**SOURCE DOCUMENT:**
╭──
With just a list of points and a list of indices to link the points together with, we can create any geometry.
This example shows how with just these two lists we can then create lines in a 3D sketch, construct a surface from the lines and then patching all the surfaces together into a solid body.
Setup
we need to create references to Inventor and the currently active part document, with this we can then create a new 3D sketch.
To define the geometry, two lists are used, a list of points and a list of faces.
The list of points is what will determine the size and shape of the geometry, in this case, a dodecahedron.
Each point of the dodecahedron is used by three different edges. A list of indices reduces duplication by listing out which points are used for each face. With a list of faces, each containing five indices, we can start constructing the geometry.
Constructing the geometry
By looping through each face in the list of faces, we can add lines to the sketch for each pair of indices. The data is not structured in pairs, but we can assume that each face constructs a loop. Thus, a line is added between each point and the next in the array.
Once all the lines have been added to the sketch, it is then possible to create a boundary patch between them. This patch is what results in a surface being created in Inventor.
To create the solid body the surfaces then need to be stitched together, to do this we will add the Work Surface object for each face to a collection that can then be stitched. Somewhat confusingly to get form the Boundary Patch Feature to the Work Surface Object we use the following line:
surfacetostich.Add(boundaryPatchFeature.SurfaceBody.Parent)
This line goes form: BoundaryPatchFeature to SurfaceBody to WorkSurfaceObject as KnitFeatrues only accepts WorkSurface objects.
╰──
**JOB 1:**
Repeat word for word the passage of the dodecahedron tutorial between "This example shows" and "list of faces.", inclusive.
**JOB 2:**
Answer these from the dodecahedron tutorial:
(a) What shape does the list of points define in this case?
(b) How many indices does each face in the list of faces contain?
(c) What does creating a boundary patch result in?
None of this data is needed.

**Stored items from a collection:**
╭──
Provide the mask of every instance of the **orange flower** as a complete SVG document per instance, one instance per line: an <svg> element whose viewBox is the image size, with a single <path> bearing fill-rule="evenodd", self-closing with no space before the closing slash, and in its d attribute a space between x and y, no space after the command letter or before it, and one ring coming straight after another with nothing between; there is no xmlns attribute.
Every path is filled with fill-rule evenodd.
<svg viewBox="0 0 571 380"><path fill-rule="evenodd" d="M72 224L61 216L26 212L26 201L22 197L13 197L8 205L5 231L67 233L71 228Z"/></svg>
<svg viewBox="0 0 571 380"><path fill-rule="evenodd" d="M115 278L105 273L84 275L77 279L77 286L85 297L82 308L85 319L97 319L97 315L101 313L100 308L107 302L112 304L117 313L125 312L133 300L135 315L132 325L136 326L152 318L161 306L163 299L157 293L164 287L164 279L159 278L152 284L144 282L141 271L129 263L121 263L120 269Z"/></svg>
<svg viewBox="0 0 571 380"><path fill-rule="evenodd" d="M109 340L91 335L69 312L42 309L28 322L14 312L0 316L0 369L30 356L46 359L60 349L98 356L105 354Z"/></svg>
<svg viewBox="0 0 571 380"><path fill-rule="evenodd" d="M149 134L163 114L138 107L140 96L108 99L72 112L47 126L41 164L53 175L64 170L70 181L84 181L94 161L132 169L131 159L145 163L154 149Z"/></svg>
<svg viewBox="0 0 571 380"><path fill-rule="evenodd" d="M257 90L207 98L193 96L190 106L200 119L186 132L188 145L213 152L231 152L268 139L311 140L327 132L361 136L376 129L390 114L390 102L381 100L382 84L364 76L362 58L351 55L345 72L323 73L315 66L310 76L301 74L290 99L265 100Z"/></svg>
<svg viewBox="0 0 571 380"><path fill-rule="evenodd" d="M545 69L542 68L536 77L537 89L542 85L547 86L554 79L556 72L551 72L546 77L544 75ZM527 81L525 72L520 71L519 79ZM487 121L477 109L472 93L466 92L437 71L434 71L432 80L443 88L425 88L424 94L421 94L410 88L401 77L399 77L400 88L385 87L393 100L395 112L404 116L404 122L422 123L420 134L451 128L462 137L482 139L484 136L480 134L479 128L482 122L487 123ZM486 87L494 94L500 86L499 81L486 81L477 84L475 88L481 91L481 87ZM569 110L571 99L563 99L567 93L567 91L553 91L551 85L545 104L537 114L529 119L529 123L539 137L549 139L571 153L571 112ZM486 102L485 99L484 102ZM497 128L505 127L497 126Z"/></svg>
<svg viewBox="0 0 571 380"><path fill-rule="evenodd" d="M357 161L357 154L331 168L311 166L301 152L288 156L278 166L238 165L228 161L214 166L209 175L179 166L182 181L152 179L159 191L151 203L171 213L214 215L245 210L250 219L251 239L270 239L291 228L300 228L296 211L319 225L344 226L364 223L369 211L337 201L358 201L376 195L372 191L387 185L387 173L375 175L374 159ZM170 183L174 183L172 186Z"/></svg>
╰──
**FINAL ANSWER 1:**
This example shows how with just these two lists we can then create lines in a 3D sketch, construct a surface from the lines and then patching all the surfaces together into a solid body.
Setup
we need to create references to Inventor and the currently active part document, with this we can then create a new 3D sketch.
To define the geometry, two lists are used, a list of points and a list of faces.

**FINAL ANSWER 2:**
(a) A dodecahedron.
(b) Five.
(c) A surface being created in Inventor.